▶ Written instruction
Turn the lines from the one containing "Highlight the rear quarter" through the end of the items into a numbered list, leaving out any blank lines.

▶ Dataset rows
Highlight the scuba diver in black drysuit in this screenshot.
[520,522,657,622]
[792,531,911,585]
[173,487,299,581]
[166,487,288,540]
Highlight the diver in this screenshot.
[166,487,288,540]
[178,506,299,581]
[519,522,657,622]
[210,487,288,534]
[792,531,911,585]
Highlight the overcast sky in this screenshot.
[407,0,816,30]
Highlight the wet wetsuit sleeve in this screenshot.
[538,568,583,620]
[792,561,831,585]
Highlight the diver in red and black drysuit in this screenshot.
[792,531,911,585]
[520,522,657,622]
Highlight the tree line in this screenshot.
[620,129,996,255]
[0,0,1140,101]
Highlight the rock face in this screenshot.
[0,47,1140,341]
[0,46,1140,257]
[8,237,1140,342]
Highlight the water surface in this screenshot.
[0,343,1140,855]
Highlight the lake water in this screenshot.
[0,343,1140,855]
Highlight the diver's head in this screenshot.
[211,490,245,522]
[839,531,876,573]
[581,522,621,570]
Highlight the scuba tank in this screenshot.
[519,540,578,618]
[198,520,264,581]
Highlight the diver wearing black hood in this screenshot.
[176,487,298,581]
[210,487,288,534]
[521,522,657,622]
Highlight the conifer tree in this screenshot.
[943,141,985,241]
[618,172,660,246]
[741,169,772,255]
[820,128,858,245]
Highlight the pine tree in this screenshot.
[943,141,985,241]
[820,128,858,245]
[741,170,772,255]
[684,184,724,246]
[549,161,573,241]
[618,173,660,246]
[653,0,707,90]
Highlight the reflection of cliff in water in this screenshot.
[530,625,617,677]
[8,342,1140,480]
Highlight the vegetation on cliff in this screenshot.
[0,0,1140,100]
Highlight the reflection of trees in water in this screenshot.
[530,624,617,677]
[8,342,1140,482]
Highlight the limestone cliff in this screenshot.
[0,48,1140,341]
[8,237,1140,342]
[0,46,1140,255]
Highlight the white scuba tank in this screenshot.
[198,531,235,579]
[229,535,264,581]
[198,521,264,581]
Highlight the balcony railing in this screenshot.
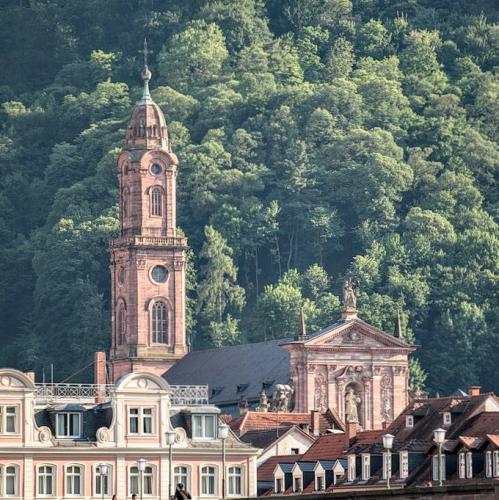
[109,236,187,248]
[36,384,209,406]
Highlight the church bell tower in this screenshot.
[110,42,188,381]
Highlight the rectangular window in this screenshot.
[192,415,216,439]
[275,477,284,493]
[432,454,445,481]
[383,452,392,481]
[173,465,191,491]
[128,466,154,496]
[485,451,492,477]
[399,451,409,479]
[293,477,302,493]
[227,467,243,496]
[94,465,113,496]
[362,454,371,481]
[37,465,55,497]
[201,466,215,496]
[128,408,154,435]
[0,406,19,434]
[315,476,324,491]
[348,455,356,481]
[56,413,81,438]
[466,451,473,479]
[66,465,83,497]
[4,465,18,497]
[458,453,466,479]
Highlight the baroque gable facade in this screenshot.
[282,317,414,430]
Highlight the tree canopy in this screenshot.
[0,0,499,393]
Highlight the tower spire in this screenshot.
[138,38,152,104]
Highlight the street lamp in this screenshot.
[383,434,395,488]
[165,430,176,500]
[433,427,445,486]
[99,464,109,500]
[218,422,229,500]
[137,458,147,500]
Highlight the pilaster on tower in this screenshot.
[110,44,188,380]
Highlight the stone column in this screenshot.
[23,455,36,500]
[114,456,128,498]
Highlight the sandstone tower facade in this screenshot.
[110,47,188,381]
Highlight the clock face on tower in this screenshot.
[151,266,168,283]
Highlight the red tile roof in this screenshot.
[257,455,303,481]
[229,411,332,434]
[302,432,346,462]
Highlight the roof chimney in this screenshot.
[470,385,480,396]
[345,419,357,446]
[94,351,106,404]
[310,410,321,436]
[393,311,404,339]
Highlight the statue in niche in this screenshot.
[315,373,327,413]
[258,389,269,412]
[343,278,357,309]
[345,387,361,422]
[272,384,293,412]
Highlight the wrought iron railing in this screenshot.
[170,385,209,406]
[36,384,209,406]
[36,384,113,403]
[109,235,187,248]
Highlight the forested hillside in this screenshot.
[0,0,499,393]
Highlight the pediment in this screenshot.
[305,319,412,350]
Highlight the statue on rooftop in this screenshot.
[343,278,357,309]
[345,387,361,422]
[272,384,293,412]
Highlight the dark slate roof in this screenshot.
[35,403,113,446]
[239,426,293,449]
[164,339,291,406]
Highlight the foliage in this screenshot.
[0,0,499,393]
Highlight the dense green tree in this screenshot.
[0,0,499,393]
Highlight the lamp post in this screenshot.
[218,423,229,500]
[165,430,175,500]
[99,464,109,500]
[383,434,395,488]
[137,458,147,500]
[433,427,445,486]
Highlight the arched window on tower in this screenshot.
[151,187,163,215]
[151,300,168,344]
[121,188,130,219]
[116,303,126,345]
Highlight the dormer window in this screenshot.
[362,453,371,481]
[399,451,409,479]
[128,407,154,434]
[0,406,19,434]
[192,415,216,439]
[55,412,81,438]
[348,455,356,481]
[293,476,303,493]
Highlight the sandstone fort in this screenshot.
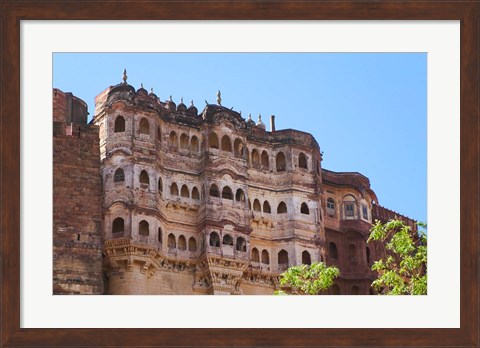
[53,73,414,295]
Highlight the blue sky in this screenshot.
[53,53,427,221]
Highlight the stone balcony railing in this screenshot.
[340,219,372,235]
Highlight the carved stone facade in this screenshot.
[51,79,412,295]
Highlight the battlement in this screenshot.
[372,204,417,230]
[95,83,319,151]
[322,169,370,189]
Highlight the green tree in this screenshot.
[274,262,340,295]
[367,220,427,295]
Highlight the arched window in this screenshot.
[112,218,125,233]
[180,133,189,150]
[235,189,245,203]
[253,199,262,212]
[236,237,247,252]
[331,284,340,295]
[222,234,233,246]
[208,132,218,149]
[180,185,190,198]
[300,203,310,215]
[188,237,197,251]
[278,249,288,269]
[209,232,220,247]
[140,118,150,135]
[168,233,177,249]
[138,220,150,236]
[113,116,125,133]
[261,150,270,170]
[252,149,260,167]
[192,186,200,200]
[343,195,356,219]
[327,197,335,218]
[252,248,260,262]
[210,184,220,197]
[262,249,270,265]
[168,131,178,148]
[277,202,287,214]
[157,227,163,243]
[178,234,187,250]
[190,135,198,153]
[140,170,150,185]
[366,247,372,265]
[113,168,125,182]
[233,138,243,158]
[276,152,287,172]
[222,135,232,152]
[302,250,312,265]
[263,201,272,214]
[328,242,338,260]
[348,244,357,263]
[222,186,233,200]
[158,177,163,193]
[362,204,368,220]
[170,183,178,196]
[298,152,308,169]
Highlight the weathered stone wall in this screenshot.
[53,89,103,294]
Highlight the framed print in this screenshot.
[1,1,480,347]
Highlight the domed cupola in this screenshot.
[247,114,255,127]
[137,83,148,96]
[148,88,158,100]
[165,96,177,111]
[177,98,187,112]
[257,114,265,130]
[187,100,198,116]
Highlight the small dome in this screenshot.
[257,114,265,129]
[177,98,187,112]
[165,96,177,111]
[148,88,158,99]
[137,83,148,95]
[187,100,198,116]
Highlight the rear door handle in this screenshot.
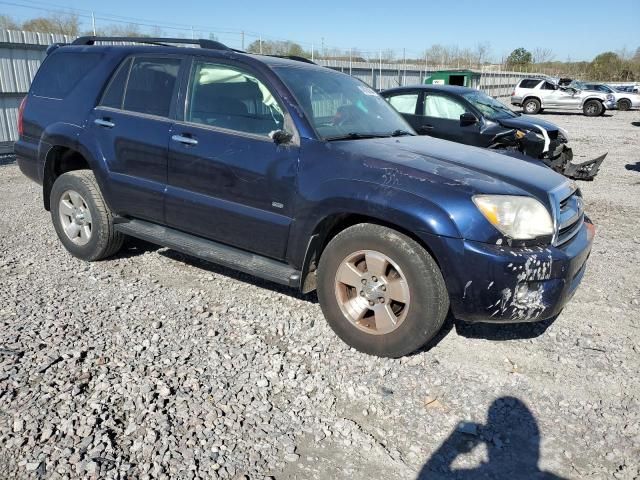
[93,118,116,128]
[171,135,198,145]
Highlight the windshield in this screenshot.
[274,66,414,140]
[462,90,518,120]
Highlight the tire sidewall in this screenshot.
[524,98,540,115]
[318,225,449,357]
[584,100,604,117]
[51,172,106,260]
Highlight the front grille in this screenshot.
[555,190,584,246]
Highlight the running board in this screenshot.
[114,220,300,288]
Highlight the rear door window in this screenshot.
[123,57,181,117]
[387,93,418,115]
[31,52,102,100]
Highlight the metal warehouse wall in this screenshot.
[0,30,542,154]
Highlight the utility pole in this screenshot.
[376,50,382,90]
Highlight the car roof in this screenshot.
[382,83,478,95]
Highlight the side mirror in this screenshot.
[460,112,478,127]
[269,130,293,145]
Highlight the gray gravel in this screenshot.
[0,112,640,479]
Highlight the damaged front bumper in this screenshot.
[424,220,595,323]
[541,144,607,181]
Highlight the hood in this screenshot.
[496,115,558,132]
[331,136,567,207]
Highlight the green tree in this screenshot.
[507,47,533,68]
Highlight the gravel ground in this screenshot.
[0,112,640,479]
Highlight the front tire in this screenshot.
[318,223,449,357]
[522,98,541,115]
[51,170,124,261]
[618,98,631,112]
[582,100,604,117]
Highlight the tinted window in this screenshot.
[520,78,540,88]
[387,93,418,115]
[424,94,466,120]
[273,65,411,140]
[31,52,102,99]
[186,62,284,136]
[100,59,131,108]
[124,58,180,117]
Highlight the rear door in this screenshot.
[166,58,299,259]
[385,90,423,130]
[87,54,184,223]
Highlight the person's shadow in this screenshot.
[417,397,562,480]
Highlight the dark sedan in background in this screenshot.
[381,85,606,180]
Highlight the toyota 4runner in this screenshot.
[15,37,594,357]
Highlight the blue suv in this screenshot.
[15,37,594,357]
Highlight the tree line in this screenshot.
[0,14,640,82]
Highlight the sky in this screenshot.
[0,0,640,61]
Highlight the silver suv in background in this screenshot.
[571,80,640,110]
[511,78,616,117]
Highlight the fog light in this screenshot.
[516,283,529,303]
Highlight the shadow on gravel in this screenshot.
[158,250,318,303]
[109,237,162,260]
[624,162,640,172]
[417,397,562,480]
[455,317,558,340]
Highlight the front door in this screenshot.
[166,59,299,259]
[87,55,182,223]
[418,92,480,145]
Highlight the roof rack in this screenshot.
[71,35,231,50]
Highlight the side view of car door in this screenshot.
[86,55,183,223]
[418,92,481,145]
[166,58,299,259]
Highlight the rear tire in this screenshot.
[582,100,604,117]
[522,98,541,115]
[51,170,124,262]
[618,98,631,112]
[318,223,449,357]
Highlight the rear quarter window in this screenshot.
[518,78,540,88]
[31,52,102,99]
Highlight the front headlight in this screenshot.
[473,195,553,240]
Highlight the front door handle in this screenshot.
[93,118,116,128]
[171,135,198,145]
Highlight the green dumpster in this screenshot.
[424,70,480,88]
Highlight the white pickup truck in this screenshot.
[511,78,617,117]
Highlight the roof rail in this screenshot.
[71,35,231,50]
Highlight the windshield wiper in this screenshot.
[326,132,389,142]
[391,130,415,137]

▶ Solution to this task
1. Highlight the rear quarter window in this screenshot.
2. [518,78,540,88]
3. [31,52,102,99]
4. Highlight the front headlight in this screenshot.
5. [473,195,553,240]
6. Highlight the front door handle in this screenshot.
7. [93,118,116,128]
8. [171,135,198,145]
9. Highlight the green dumpster in this screenshot.
10. [424,70,480,88]
11. Highlight the white pickup truck in this screenshot.
12. [511,78,617,117]
13. Highlight the roof rail in this screenshot.
14. [71,35,231,50]
15. Highlight the windshield wiper in this screenshot.
16. [326,132,389,142]
17. [391,130,415,137]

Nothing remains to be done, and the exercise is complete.